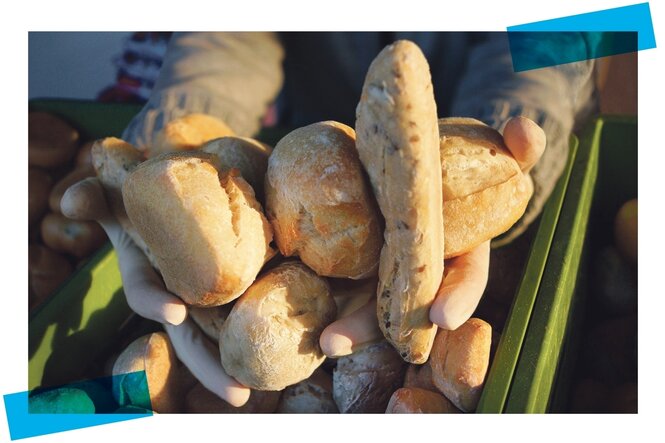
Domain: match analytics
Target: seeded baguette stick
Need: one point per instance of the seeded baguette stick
(398, 143)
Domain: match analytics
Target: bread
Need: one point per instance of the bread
(52, 142)
(484, 190)
(78, 238)
(364, 380)
(113, 159)
(39, 187)
(311, 396)
(154, 354)
(270, 339)
(319, 203)
(188, 133)
(419, 401)
(210, 320)
(199, 400)
(59, 189)
(47, 270)
(246, 154)
(459, 360)
(204, 227)
(398, 144)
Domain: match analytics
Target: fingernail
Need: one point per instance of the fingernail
(335, 345)
(451, 311)
(175, 314)
(236, 395)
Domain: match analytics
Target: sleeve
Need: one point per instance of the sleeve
(553, 97)
(232, 76)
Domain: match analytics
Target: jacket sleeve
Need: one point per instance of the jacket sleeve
(554, 97)
(232, 76)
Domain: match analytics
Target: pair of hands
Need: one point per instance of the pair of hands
(457, 298)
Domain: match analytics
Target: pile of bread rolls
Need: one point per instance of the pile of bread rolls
(57, 159)
(269, 246)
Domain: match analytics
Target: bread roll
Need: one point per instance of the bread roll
(246, 154)
(319, 204)
(59, 189)
(419, 401)
(206, 230)
(210, 320)
(398, 143)
(188, 133)
(311, 396)
(270, 339)
(364, 380)
(39, 187)
(153, 354)
(52, 142)
(47, 271)
(78, 238)
(484, 190)
(459, 360)
(199, 400)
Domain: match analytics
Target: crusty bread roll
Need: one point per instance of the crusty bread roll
(199, 400)
(419, 401)
(484, 190)
(154, 354)
(459, 360)
(204, 227)
(39, 187)
(319, 203)
(187, 133)
(364, 380)
(311, 396)
(52, 142)
(248, 155)
(270, 339)
(210, 320)
(398, 143)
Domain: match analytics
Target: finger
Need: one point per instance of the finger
(525, 140)
(144, 288)
(462, 288)
(85, 200)
(343, 336)
(201, 357)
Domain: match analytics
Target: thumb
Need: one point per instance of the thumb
(85, 200)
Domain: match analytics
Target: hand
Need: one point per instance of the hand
(465, 276)
(148, 297)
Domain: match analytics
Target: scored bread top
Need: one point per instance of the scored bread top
(205, 228)
(473, 157)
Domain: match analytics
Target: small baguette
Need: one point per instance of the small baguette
(459, 360)
(398, 143)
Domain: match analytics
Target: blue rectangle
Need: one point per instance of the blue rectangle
(76, 405)
(581, 37)
(540, 49)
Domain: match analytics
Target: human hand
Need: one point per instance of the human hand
(147, 295)
(465, 276)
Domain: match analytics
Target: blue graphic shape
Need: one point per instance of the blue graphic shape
(581, 37)
(76, 405)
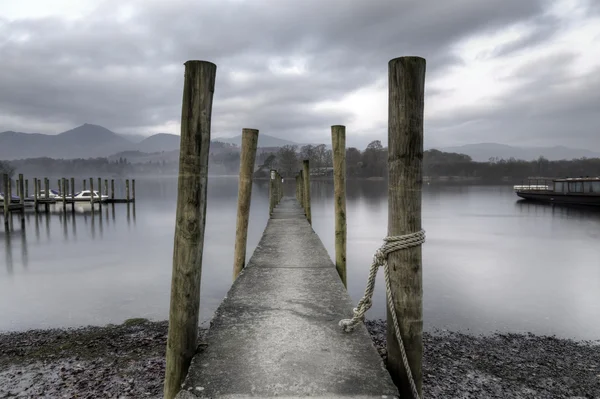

## TASK TO COMPLETE
Will you return exactly the lines above from the one with "Target: hand" down to the one with "Target: blue graphic shape", counting both as part of the range?

## EXERCISE SOLUTION
Target: hand
Need: one point per instance of the hand
(465, 276)
(148, 297)
Domain: match analytics
Target: scored bread top
Need: one point per instance of the scored bread top
(205, 228)
(473, 157)
Domain: match analytics
Target: small baguette
Need: one point per instance of the small baguette
(459, 360)
(398, 143)
Domain: match analytics
Target: blue rectangle
Need: one point per instance of the blue rectangle
(76, 405)
(581, 37)
(540, 49)
Domain: match analytics
Target: human hand
Need: one point per instance of the human hand
(147, 295)
(465, 276)
Domain: match analytics
Target: blue graphic shape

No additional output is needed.